= Try it =
When copying the listing below, skip every picture and keep each word as it stands.

..........

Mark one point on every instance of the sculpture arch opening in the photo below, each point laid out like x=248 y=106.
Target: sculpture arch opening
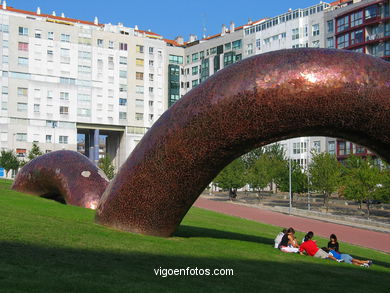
x=260 y=100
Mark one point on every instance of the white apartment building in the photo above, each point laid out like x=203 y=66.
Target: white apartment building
x=96 y=88
x=65 y=80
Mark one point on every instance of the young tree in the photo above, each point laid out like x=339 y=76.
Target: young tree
x=8 y=161
x=298 y=179
x=325 y=173
x=363 y=181
x=106 y=165
x=232 y=177
x=34 y=152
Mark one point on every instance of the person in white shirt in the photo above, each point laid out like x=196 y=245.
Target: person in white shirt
x=279 y=237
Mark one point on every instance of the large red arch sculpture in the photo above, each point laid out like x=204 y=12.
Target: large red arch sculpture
x=257 y=101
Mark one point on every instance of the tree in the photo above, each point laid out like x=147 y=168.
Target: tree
x=34 y=152
x=106 y=165
x=325 y=173
x=232 y=177
x=8 y=161
x=267 y=168
x=363 y=181
x=298 y=179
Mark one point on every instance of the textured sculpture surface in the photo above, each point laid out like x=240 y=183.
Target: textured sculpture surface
x=66 y=175
x=263 y=99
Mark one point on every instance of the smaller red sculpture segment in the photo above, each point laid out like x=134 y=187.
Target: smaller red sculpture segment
x=65 y=174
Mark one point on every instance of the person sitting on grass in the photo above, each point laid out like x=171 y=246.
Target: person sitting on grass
x=333 y=244
x=288 y=242
x=347 y=258
x=310 y=247
x=279 y=237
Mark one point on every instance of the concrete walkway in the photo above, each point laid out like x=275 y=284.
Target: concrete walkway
x=370 y=239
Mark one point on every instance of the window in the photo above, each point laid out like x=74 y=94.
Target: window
x=64 y=110
x=65 y=38
x=21 y=107
x=175 y=59
x=258 y=44
x=356 y=18
x=343 y=41
x=22 y=91
x=315 y=44
x=237 y=45
x=330 y=42
x=342 y=148
x=139 y=49
x=357 y=37
x=23 y=31
x=331 y=147
x=315 y=29
x=123 y=46
x=317 y=146
x=122 y=60
x=329 y=25
x=195 y=57
x=295 y=33
x=22 y=46
x=23 y=61
x=371 y=12
x=84 y=112
x=122 y=102
x=342 y=23
x=21 y=137
x=139 y=75
x=123 y=73
x=85 y=55
x=64 y=96
x=63 y=139
x=122 y=115
x=139 y=89
x=139 y=62
x=139 y=103
x=38 y=34
x=139 y=116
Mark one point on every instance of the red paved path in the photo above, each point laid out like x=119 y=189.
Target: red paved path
x=362 y=237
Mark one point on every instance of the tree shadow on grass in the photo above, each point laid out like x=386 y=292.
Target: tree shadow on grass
x=38 y=268
x=191 y=231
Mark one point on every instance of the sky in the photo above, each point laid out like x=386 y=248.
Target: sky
x=169 y=18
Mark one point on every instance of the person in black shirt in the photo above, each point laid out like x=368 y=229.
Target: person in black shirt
x=333 y=244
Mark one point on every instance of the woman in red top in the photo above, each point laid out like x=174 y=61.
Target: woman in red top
x=311 y=248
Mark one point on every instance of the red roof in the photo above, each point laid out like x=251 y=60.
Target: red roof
x=51 y=16
x=148 y=33
x=339 y=2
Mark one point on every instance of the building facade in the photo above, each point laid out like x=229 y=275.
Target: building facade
x=97 y=88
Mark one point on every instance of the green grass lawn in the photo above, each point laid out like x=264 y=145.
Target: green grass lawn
x=49 y=247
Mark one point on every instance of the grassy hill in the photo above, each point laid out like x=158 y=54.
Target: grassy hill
x=49 y=247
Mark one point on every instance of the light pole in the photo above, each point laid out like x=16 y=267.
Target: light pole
x=308 y=174
x=289 y=177
x=54 y=125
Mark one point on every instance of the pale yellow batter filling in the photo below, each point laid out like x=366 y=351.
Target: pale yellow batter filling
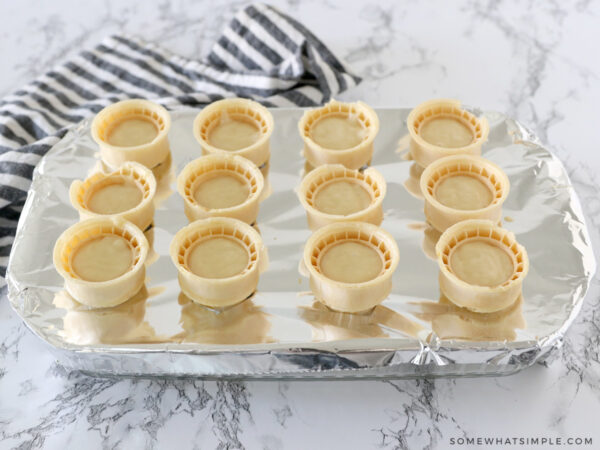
x=463 y=192
x=221 y=190
x=103 y=258
x=337 y=132
x=132 y=132
x=351 y=262
x=482 y=264
x=446 y=132
x=118 y=196
x=217 y=257
x=342 y=198
x=233 y=134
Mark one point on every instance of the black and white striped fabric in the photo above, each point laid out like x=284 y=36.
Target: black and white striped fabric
x=262 y=54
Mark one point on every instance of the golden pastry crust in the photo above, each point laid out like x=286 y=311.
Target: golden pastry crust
x=235 y=109
x=351 y=296
x=354 y=157
x=440 y=215
x=477 y=297
x=369 y=181
x=101 y=294
x=82 y=192
x=214 y=290
x=208 y=167
x=424 y=152
x=149 y=154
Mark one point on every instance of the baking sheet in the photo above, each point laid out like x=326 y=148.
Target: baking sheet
x=281 y=331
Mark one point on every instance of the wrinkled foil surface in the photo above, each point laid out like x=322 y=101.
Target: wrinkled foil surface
x=282 y=331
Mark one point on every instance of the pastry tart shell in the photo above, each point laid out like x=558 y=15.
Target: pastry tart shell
x=483 y=299
x=351 y=297
x=238 y=167
x=141 y=215
x=101 y=294
x=150 y=154
x=370 y=180
x=210 y=117
x=218 y=292
x=352 y=158
x=441 y=216
x=425 y=153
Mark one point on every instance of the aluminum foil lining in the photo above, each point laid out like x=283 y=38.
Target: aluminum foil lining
x=282 y=331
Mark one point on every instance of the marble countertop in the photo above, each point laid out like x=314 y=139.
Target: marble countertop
x=530 y=60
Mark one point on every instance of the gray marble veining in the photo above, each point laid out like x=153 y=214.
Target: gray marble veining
x=529 y=59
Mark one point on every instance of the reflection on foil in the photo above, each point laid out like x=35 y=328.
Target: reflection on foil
x=413 y=182
x=120 y=324
x=329 y=325
x=430 y=238
x=542 y=204
x=244 y=323
x=165 y=179
x=403 y=147
x=449 y=321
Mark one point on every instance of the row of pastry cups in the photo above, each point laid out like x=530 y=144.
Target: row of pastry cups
x=194 y=173
x=439 y=215
x=345 y=296
x=153 y=153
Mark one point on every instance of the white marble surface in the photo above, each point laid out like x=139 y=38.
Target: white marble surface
x=533 y=60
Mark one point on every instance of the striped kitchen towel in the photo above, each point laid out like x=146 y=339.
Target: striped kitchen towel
x=262 y=54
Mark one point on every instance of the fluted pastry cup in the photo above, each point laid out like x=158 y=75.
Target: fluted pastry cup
x=149 y=154
x=141 y=215
x=343 y=296
x=207 y=168
x=476 y=297
x=242 y=109
x=423 y=152
x=354 y=157
x=101 y=294
x=224 y=291
x=370 y=181
x=442 y=216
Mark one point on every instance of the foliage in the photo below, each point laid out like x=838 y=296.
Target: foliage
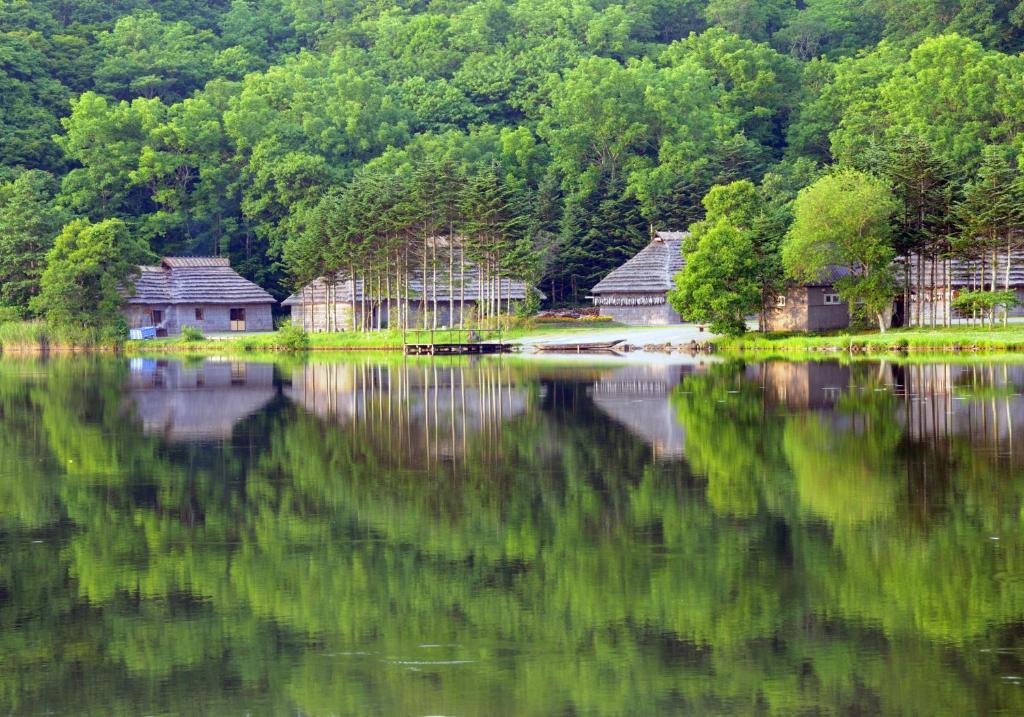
x=290 y=337
x=88 y=271
x=844 y=220
x=716 y=285
x=10 y=313
x=221 y=128
x=984 y=302
x=190 y=334
x=29 y=222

..........

= Output =
Mark one point on every instance of the sculpture arch opening in the photo below, each point laid out like x=248 y=106.
Target: sculpture arch opening
x=260 y=100
Mark one point on every instance of the white apartment building in the photo above, each point laid out like x=203 y=66.
Target: white apartment building
x=96 y=88
x=65 y=80
Mark one point on every instance of the young tree in the photo above, each point laid out like x=339 y=76.
Target: young tree
x=8 y=161
x=298 y=179
x=325 y=173
x=363 y=181
x=106 y=165
x=232 y=177
x=34 y=152
Mark one point on every instance of the person in white shirt in the photo above, each point laid out like x=196 y=245.
Target: person in white shirt
x=279 y=237
Mark one point on every instance of the large red arch sculpture in the photo above, each point laid out like x=204 y=12.
Target: large red arch sculpture
x=257 y=101
Mark one point on every instance of the tree in the photo above, each point laid out like x=147 y=168.
Target: tree
x=34 y=152
x=106 y=165
x=325 y=173
x=232 y=177
x=8 y=161
x=267 y=168
x=363 y=181
x=298 y=179
Mark one point on every instance of the textured sculpture surface in the photo above, each point laid out like x=240 y=183.
Target: textured sculpture surface
x=66 y=175
x=263 y=99
Mark one point on every instance of the smaller red sculpture segment in the photo above, each point laid out like x=134 y=187.
Target: smaller red sculpture segment
x=65 y=174
Mark one point on every instance of the person sitting on grass in the photo above, each point laid out like x=171 y=246.
Target: person sitting on grass
x=333 y=244
x=288 y=242
x=347 y=258
x=310 y=247
x=279 y=237
Mark one point on every instance of the concrete walkway in the photo above, each point laid out like x=275 y=284.
Target: concrete walkway
x=370 y=239
Mark one point on every instance of the window in the photo above, each point laid out like x=74 y=94.
Target: window
x=64 y=110
x=65 y=38
x=21 y=107
x=175 y=59
x=258 y=44
x=356 y=18
x=343 y=41
x=22 y=91
x=315 y=44
x=237 y=45
x=330 y=42
x=342 y=148
x=139 y=49
x=357 y=37
x=23 y=31
x=331 y=147
x=315 y=29
x=123 y=46
x=317 y=146
x=122 y=60
x=329 y=25
x=195 y=57
x=295 y=33
x=22 y=46
x=23 y=61
x=371 y=12
x=84 y=112
x=122 y=102
x=342 y=23
x=21 y=137
x=139 y=75
x=123 y=73
x=85 y=55
x=64 y=96
x=63 y=139
x=122 y=115
x=139 y=89
x=139 y=62
x=139 y=103
x=38 y=34
x=139 y=116
Mark one point on every instance of the red paved path in the photo above, each point laid out like x=119 y=189.
Target: red paved path
x=362 y=237
Mark one point on every instance of the tree shadow on grass in the photo above, each point laid out like x=386 y=292.
Target: tree shadow on grass
x=38 y=268
x=191 y=231
Mark one point on every instance of the sky in the photo above, each point laid out like x=386 y=248.
Target: sky
x=169 y=18
Mark one point on every instance of the person in black shirt in the photo above, each point laid out like x=368 y=229.
Target: person in black shirt
x=333 y=244
Mark one point on every instance of the woman in red top in the photo above, each point laid out like x=174 y=61.
Target: woman in red top
x=311 y=248
Mark one point on every instance of the red roof in the photo above, each point laid out like x=251 y=60.
Target: red roof
x=51 y=16
x=148 y=33
x=339 y=2
Mark one point on every instance of the building facade in the photo above, each point laid out like x=229 y=275.
Target: building facade
x=97 y=88
Mark one point on every instance of the green grass lawn in the photo above, each point laid out like x=264 y=145.
Target: green grass lawn
x=49 y=247
Mark one point on every instance of the grassy hill in the photo above, each point laid out like x=158 y=54.
Target: grassy hill
x=49 y=247
Mark one point on every instance of the light pole in the photo above, each point laid out like x=16 y=267.
Target: light pole
x=308 y=174
x=289 y=177
x=54 y=125
Mark one point on every instance of the pale yellow batter filling in the photo below, each point laid out like x=366 y=351.
Target: pale yellow batter filling
x=463 y=192
x=221 y=190
x=103 y=258
x=337 y=132
x=132 y=132
x=351 y=262
x=482 y=264
x=446 y=132
x=118 y=196
x=217 y=257
x=342 y=198
x=233 y=134
Mark one point on every instance of the black and white striped fabric in the photo above, each point laid out like x=284 y=36.
Target: black and white striped fabric
x=262 y=54
Mark one point on every instance of the golden pastry crust in the photo above, each point laid out like x=286 y=311.
Target: golden pastry crust
x=235 y=109
x=351 y=296
x=354 y=157
x=440 y=215
x=477 y=297
x=369 y=181
x=101 y=294
x=82 y=192
x=214 y=290
x=208 y=167
x=424 y=152
x=149 y=154
Mark one point on every instance of the baking sheet in the photo above, each point laid out like x=326 y=148.
Target: baking sheet
x=281 y=331
Mark one point on every instance of the wrinkled foil surface in the photo above, each point laid out like x=322 y=101.
Target: wrinkled foil surface
x=282 y=331
Mark one point on every instance of the pastry tart shell in the photo above, each point laid out like x=558 y=15.
Target: pastry tart shell
x=483 y=299
x=351 y=297
x=238 y=167
x=141 y=215
x=101 y=294
x=150 y=154
x=370 y=180
x=210 y=117
x=218 y=292
x=352 y=158
x=441 y=216
x=425 y=153
Mark one point on every instance of the aluminum foil lining in the photo above, each point laid out like x=283 y=38.
Target: aluminum foil lining
x=282 y=331
Mark one point on every instance of the marble countertop in the photo above, each point laid out like x=314 y=139.
Target: marble countertop
x=530 y=60
Mark one point on every instance of the gray marble veining in the photo above, each point laid out like x=153 y=214.
Target: gray marble veining
x=529 y=59
Mark one point on every instance of the reflection on foil in the photo above, each point laid out like x=35 y=328.
Target: reflection on foil
x=413 y=182
x=120 y=324
x=329 y=325
x=430 y=238
x=542 y=204
x=244 y=323
x=165 y=179
x=403 y=147
x=449 y=321
Mark one point on every instance of the row of pastry cups in the photo above, each point laid out like x=530 y=144.
Target: row of pastry cups
x=194 y=173
x=439 y=215
x=345 y=296
x=153 y=153
Mark one point on every instance of the white marble surface in the photo above, each point laid out like x=139 y=38.
Target: white marble surface
x=533 y=60
Mark one point on every instance of the striped kitchen towel in the photo above, each point laid out like x=146 y=339.
Target: striped kitchen towel
x=262 y=54
Mark one point on every instance of the fluted pastry cup in the photo above, each point laid out like x=158 y=75.
Target: fluted pastry cup
x=149 y=154
x=141 y=215
x=343 y=296
x=207 y=168
x=476 y=297
x=242 y=109
x=423 y=152
x=354 y=157
x=101 y=294
x=224 y=291
x=370 y=181
x=442 y=216
Mark one point on every instance of the foliage in the photo below, each point laid out like x=838 y=296.
Target: foliage
x=290 y=337
x=88 y=271
x=844 y=220
x=716 y=285
x=10 y=313
x=221 y=128
x=984 y=302
x=190 y=334
x=29 y=222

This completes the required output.